* WHAT IS NEEDED *
Search the data below, and report every line in which "bare" occurs.

- - - - -

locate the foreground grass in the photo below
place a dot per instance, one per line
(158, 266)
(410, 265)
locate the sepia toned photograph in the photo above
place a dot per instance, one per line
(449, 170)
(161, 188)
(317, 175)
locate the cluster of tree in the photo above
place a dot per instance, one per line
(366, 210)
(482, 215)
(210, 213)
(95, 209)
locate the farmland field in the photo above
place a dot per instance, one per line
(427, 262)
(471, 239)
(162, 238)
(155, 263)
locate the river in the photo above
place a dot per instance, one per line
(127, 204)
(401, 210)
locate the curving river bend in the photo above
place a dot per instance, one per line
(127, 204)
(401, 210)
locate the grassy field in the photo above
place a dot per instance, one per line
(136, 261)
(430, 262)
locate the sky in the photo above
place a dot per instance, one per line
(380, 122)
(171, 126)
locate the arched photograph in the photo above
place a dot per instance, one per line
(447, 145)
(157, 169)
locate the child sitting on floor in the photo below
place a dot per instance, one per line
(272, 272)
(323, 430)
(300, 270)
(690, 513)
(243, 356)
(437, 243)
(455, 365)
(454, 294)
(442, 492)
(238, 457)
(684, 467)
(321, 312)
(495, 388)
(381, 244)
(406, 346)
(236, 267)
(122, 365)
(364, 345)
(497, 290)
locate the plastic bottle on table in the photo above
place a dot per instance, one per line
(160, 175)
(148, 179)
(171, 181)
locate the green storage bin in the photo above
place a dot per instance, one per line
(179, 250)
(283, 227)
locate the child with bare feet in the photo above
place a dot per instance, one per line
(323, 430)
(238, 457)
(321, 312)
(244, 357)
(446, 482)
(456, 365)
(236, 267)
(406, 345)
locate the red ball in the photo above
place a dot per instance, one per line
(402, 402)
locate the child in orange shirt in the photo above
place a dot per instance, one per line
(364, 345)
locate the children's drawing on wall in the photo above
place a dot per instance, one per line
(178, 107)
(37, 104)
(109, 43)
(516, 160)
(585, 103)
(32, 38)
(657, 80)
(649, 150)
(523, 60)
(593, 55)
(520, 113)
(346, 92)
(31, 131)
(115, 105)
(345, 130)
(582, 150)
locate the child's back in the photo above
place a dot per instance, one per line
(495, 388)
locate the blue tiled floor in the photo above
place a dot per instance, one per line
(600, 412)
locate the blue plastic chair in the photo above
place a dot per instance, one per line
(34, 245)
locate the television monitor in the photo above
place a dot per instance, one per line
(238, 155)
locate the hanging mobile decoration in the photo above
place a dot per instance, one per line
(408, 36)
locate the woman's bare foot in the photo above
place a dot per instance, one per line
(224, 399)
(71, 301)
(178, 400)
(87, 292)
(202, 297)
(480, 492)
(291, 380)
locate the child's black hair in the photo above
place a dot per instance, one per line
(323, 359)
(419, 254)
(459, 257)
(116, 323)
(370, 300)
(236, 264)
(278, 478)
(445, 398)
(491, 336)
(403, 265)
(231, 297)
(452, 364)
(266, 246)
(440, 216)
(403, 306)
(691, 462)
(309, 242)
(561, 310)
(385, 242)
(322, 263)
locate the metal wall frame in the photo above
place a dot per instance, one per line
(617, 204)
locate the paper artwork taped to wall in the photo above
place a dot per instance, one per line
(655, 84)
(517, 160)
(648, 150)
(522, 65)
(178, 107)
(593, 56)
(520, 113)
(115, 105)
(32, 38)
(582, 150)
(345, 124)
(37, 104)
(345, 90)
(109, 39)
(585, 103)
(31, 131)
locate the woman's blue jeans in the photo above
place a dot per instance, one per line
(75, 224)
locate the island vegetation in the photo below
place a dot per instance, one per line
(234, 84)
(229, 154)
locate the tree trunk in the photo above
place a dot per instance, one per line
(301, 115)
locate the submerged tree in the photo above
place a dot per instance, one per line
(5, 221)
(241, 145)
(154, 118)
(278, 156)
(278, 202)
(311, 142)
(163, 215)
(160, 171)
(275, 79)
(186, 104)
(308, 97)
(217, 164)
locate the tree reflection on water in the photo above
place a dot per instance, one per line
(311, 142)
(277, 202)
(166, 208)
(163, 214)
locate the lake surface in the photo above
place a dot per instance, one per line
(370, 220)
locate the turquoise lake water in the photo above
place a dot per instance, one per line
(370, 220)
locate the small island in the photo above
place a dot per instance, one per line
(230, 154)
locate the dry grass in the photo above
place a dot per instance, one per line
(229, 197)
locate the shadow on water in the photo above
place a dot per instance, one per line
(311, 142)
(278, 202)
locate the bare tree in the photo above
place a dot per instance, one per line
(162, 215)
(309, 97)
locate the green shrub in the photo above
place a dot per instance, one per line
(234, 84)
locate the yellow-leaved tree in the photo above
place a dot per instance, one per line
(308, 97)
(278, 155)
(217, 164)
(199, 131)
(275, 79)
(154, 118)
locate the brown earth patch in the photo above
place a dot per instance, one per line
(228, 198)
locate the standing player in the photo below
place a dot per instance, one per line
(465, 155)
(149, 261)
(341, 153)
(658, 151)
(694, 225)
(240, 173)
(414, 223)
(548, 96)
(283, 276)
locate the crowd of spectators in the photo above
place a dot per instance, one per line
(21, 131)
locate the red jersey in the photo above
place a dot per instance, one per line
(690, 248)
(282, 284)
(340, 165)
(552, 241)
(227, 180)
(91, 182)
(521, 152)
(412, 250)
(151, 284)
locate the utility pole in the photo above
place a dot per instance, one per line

- - - - -

* RESULT OF THIS TASK *
locate the child with bare feet in the photo above
locate the woman's bare foot in the photo above
locate the bare tree in the photo above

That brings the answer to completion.